--- DATA SHOWN Enclosed Below ---
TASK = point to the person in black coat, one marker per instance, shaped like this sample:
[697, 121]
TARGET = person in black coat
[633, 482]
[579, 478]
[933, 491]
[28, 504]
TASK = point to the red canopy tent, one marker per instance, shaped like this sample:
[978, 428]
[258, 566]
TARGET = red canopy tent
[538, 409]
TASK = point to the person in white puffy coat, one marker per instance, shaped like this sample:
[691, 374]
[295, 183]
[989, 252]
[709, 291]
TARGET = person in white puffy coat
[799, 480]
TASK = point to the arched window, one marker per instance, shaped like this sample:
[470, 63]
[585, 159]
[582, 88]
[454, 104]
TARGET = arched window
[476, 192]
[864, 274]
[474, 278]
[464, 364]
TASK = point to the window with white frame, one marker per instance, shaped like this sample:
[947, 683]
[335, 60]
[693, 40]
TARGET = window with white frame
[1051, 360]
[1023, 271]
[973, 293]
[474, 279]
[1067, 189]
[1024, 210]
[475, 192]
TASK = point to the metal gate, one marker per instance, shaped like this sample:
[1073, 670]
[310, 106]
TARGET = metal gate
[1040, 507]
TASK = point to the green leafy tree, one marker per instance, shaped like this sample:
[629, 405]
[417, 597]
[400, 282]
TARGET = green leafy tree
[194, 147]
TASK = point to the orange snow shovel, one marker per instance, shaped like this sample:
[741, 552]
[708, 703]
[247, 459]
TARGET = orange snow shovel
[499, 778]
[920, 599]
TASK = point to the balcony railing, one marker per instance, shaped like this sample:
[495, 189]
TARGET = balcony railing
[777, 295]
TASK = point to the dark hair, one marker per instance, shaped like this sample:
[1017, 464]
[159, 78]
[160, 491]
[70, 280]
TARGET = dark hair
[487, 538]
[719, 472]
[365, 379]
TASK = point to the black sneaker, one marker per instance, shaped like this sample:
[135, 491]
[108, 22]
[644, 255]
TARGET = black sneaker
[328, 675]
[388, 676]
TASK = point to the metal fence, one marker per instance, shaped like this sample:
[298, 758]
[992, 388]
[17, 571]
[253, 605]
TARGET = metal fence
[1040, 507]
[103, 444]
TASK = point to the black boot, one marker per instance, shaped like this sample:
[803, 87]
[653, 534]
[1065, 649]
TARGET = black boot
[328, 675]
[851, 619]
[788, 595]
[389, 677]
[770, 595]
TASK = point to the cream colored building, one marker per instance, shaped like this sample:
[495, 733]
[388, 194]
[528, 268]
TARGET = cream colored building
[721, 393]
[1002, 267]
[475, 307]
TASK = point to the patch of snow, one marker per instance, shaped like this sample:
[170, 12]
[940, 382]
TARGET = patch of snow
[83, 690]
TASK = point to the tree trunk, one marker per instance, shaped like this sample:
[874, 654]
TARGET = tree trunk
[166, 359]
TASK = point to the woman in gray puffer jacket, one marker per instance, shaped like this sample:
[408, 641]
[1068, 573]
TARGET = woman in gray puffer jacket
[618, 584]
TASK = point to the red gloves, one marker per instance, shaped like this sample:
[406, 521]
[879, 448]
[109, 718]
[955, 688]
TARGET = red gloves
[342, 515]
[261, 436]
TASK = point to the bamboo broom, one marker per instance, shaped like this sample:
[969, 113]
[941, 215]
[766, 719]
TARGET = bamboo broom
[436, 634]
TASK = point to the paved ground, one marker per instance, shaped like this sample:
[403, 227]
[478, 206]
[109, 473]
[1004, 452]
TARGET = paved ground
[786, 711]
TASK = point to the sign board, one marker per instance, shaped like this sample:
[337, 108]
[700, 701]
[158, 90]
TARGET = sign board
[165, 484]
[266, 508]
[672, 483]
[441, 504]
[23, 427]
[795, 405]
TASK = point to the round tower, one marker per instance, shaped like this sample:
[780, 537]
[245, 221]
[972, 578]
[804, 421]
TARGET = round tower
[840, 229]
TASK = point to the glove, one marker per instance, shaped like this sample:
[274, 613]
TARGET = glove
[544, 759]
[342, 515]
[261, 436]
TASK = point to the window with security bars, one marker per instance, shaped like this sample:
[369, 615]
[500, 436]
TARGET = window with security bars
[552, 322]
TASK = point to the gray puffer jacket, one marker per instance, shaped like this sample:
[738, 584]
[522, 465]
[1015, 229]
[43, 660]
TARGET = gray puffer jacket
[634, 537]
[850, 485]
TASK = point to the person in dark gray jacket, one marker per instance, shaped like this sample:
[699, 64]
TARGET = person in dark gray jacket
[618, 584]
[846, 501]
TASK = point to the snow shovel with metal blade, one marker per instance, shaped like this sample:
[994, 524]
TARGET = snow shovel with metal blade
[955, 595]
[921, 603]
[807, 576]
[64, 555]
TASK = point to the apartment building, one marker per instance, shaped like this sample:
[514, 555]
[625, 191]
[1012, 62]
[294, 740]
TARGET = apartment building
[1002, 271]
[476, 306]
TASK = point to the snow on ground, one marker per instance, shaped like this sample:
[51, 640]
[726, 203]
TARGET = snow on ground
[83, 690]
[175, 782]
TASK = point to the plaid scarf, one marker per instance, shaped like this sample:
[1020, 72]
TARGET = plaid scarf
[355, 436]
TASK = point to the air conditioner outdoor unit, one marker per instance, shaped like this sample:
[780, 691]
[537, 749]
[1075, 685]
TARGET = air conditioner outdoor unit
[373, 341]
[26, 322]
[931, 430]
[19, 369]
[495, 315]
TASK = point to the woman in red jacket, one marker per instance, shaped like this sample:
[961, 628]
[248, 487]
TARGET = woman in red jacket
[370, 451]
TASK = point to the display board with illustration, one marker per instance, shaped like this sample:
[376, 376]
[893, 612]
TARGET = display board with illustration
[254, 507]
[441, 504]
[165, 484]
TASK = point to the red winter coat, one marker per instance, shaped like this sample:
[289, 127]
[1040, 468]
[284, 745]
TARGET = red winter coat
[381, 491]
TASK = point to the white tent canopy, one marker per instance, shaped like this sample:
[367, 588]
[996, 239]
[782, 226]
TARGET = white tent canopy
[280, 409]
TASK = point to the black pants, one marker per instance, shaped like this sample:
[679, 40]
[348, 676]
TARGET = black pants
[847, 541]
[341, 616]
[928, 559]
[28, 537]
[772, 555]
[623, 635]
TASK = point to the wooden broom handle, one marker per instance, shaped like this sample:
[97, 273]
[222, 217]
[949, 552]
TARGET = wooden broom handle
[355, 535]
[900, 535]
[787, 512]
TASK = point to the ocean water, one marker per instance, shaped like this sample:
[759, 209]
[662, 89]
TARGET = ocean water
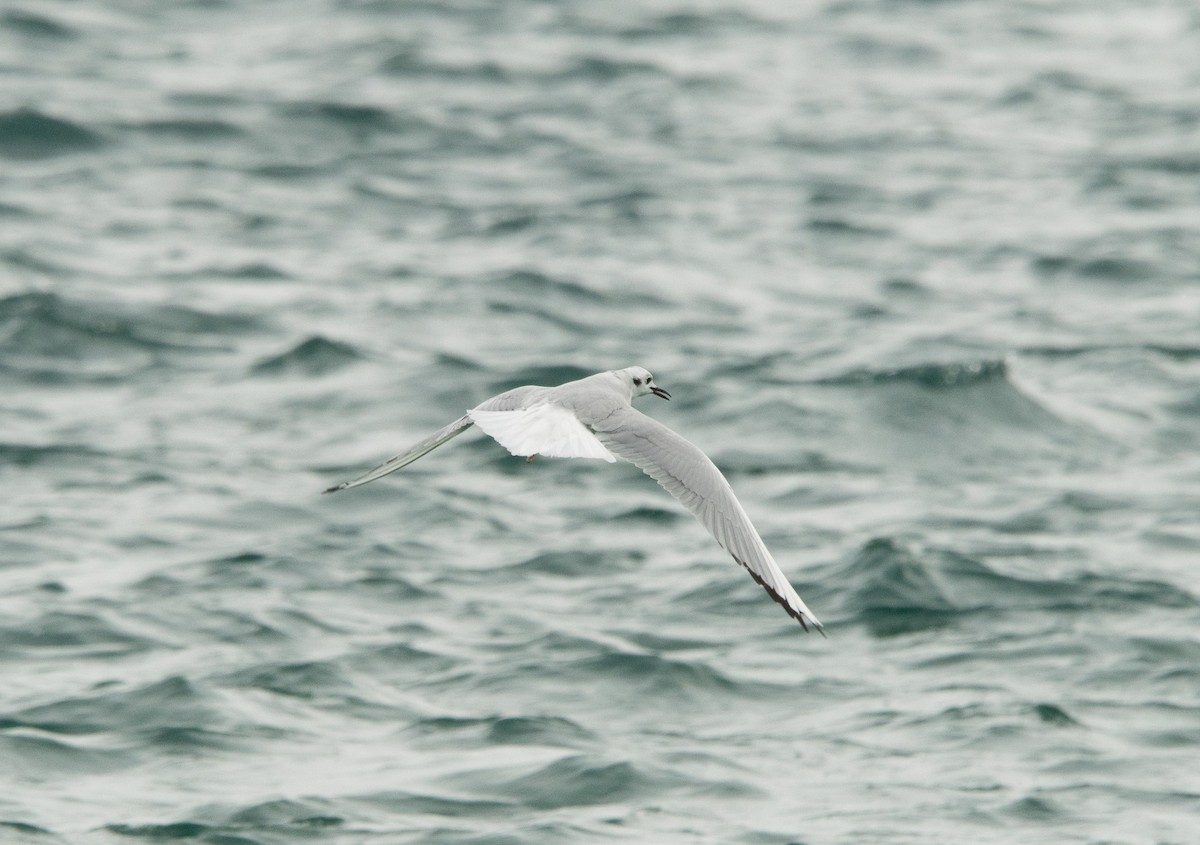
[923, 277]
--- End of Enclosed DATA SHOWN ---
- _WHAT YOU WILL DO_
Could you write out the whole listing exactly, skipping every picture?

- _ANSWER AREA_
TASK = point to the person in black coat, one marker per instance, shaped like this sample:
[697, 121]
TARGET = person in black coat
[633, 482]
[579, 478]
[933, 491]
[28, 504]
TASK = point to the red canopy tent, one marker per instance, shaped like this sample:
[978, 428]
[258, 566]
TARGET = red canopy tent
[538, 409]
TASK = point to the person in white puffy coat, one marker per instance, shaped like this sample:
[691, 374]
[295, 183]
[989, 252]
[709, 291]
TARGET = person in white puffy coat
[799, 480]
TASK = point to the arched window, one marker per instance, shaped like this sample:
[470, 63]
[585, 159]
[582, 88]
[454, 104]
TARGET = arched window
[476, 192]
[864, 274]
[474, 278]
[464, 364]
TASK = point to the window with white frame, one marker per instance, shaped like this sample:
[947, 683]
[335, 60]
[693, 40]
TARGET = window with white frame
[1051, 360]
[1023, 271]
[973, 293]
[474, 279]
[1067, 189]
[1024, 210]
[475, 192]
TASK = point to the metal gate, one marker per instance, shaped like this sample:
[1073, 670]
[310, 106]
TARGET = metal gate
[1040, 507]
TASK = point to the green leafy tree, one marker per instance, shaped like this sample:
[629, 405]
[417, 597]
[400, 282]
TARGET = green leafy tree
[194, 147]
TASK = point to the orange snow shovel, one marker per instance, shaped like this sample:
[741, 552]
[708, 703]
[247, 459]
TARGET = orange snow shovel
[499, 778]
[920, 599]
TASK = point to the balcony railing, one marker per instance, shaped like this sample:
[495, 189]
TARGET = balcony railing
[777, 295]
TASK = point to the dark hair, one marker per instance, shaped like this sample:
[1017, 464]
[159, 78]
[160, 491]
[70, 280]
TARGET = dark hair
[487, 538]
[719, 472]
[365, 379]
TASK = point to the black sneaker, one marker per instance, shaped like this sample:
[135, 491]
[108, 22]
[644, 255]
TARGET = black sneaker
[328, 675]
[388, 676]
TASK = point to the metal fence, one marker per instance, shaped like this sample:
[298, 758]
[992, 388]
[17, 571]
[253, 605]
TARGET = metal fence
[1040, 507]
[103, 444]
TASK = point to the black boot, one marker per instance, shaped like this sample:
[803, 87]
[653, 534]
[1065, 649]
TARGET = black boot
[328, 675]
[851, 619]
[788, 595]
[389, 677]
[770, 595]
TASK = point to the cream colored building, one marker per instance, shaped like this sample:
[495, 733]
[388, 194]
[528, 268]
TARGET = cream colored building
[721, 393]
[1002, 267]
[475, 307]
TASK = point to the patch of snow, one marker per instance, shaped like this sample:
[170, 12]
[940, 382]
TARGET = patch of snow
[83, 690]
TASK = point to the tree trunk, one marker per instance, shaped like this sample:
[874, 654]
TARGET = tree trunk
[166, 359]
TASK = point to the woman in gray puffer jacket, one marker per instance, shaped like this sample:
[408, 641]
[1068, 573]
TARGET = woman in gray puffer jacket
[618, 584]
TASK = point to the red gloves, one marker per instance, shaped like this sample:
[406, 521]
[879, 448]
[109, 718]
[955, 688]
TARGET = red gloves
[342, 515]
[261, 436]
TASK = point to the bamboo broom, one marker per instance, shaped like this sample:
[969, 113]
[941, 215]
[766, 719]
TARGET = bamboo broom
[436, 634]
TASK = point to the paved ground, one marker per instance, shaped like this sample:
[403, 227]
[478, 206]
[109, 473]
[1004, 452]
TARGET = paved ground
[786, 711]
TASK = point to the sign board, one marker per instance, shaped like this sample:
[337, 108]
[700, 701]
[158, 90]
TARGET = sign board
[165, 484]
[266, 508]
[672, 483]
[441, 504]
[23, 427]
[795, 405]
TASK = point to the round tower, one marker per instance, shaped like this sample:
[780, 537]
[245, 221]
[972, 578]
[804, 421]
TARGET = round tower
[840, 229]
TASK = point to the glove, one marker per instance, shaped like this sample:
[274, 613]
TARGET = glove
[544, 759]
[342, 515]
[261, 436]
TASK = point to the window with security bars, one marker per instance, shaped like this sample:
[369, 615]
[500, 436]
TARGET = window with security bars
[552, 322]
TASK = point to the gray puffer jacket, one marker per instance, shaped like this sample:
[738, 584]
[522, 465]
[1015, 229]
[43, 660]
TARGET = gray puffer jacket
[634, 537]
[850, 485]
TASK = point to the person in dark gray jacket, one marker per instance, shaped like this sample:
[699, 64]
TARGET = person in dark gray jacket
[618, 584]
[846, 501]
TASK = point to the snow shovel with metal blade, one marker per instance, shaped like this sample:
[994, 524]
TARGET = snow shovel with metal blade
[955, 595]
[921, 603]
[807, 576]
[64, 555]
TASK = point to the apartment building, one marker per instance, shaped like this sample:
[514, 555]
[625, 191]
[1012, 62]
[294, 740]
TARGET = apartment building
[1002, 271]
[476, 306]
TASK = point to the snow on ground, one marker per instance, shaped like this sample:
[51, 640]
[726, 203]
TARGET = snow on ground
[83, 690]
[175, 782]
TASK = point to the plaid scarf, one marker per instance, shaped like this sample:
[1020, 72]
TARGET = plaid scarf
[355, 436]
TASK = point to the air conditioner outdoor unit, one marker per instance, shaped like this sample:
[780, 691]
[537, 749]
[1075, 685]
TARGET = air conditioner outdoor unit
[373, 341]
[26, 322]
[931, 430]
[19, 369]
[495, 315]
TASK = point to the woman in red jacket, one marker per instance, shaped like this sample:
[961, 628]
[248, 487]
TARGET = woman in red jacket
[370, 451]
TASK = point to the display board with illustration, one marker per instance, shaped like this sample:
[376, 376]
[893, 612]
TARGET = display board with illustration
[254, 507]
[441, 504]
[165, 484]
TASK = point to the red winter coat, one marker per instance, shaped like this sample:
[289, 127]
[1040, 468]
[284, 745]
TARGET = red winter coat
[381, 491]
TASK = point to the white tent canopy, one marker per instance, shaped like this sample:
[367, 588]
[996, 239]
[782, 226]
TARGET = white tent canopy
[280, 409]
TASK = point to the black pants, one marker per instance, shaped like this sample:
[679, 40]
[348, 676]
TARGET = black pants
[847, 541]
[341, 616]
[928, 559]
[28, 537]
[772, 555]
[623, 635]
TASK = point to the wooden broom handle, one marker per instance, shaped like this sample:
[97, 273]
[222, 217]
[949, 552]
TARGET = wooden broom handle
[355, 535]
[900, 535]
[787, 512]
TASK = point to the ocean water, one marker per instance, shaped like this sample:
[759, 209]
[662, 89]
TARGET = ocean water
[923, 277]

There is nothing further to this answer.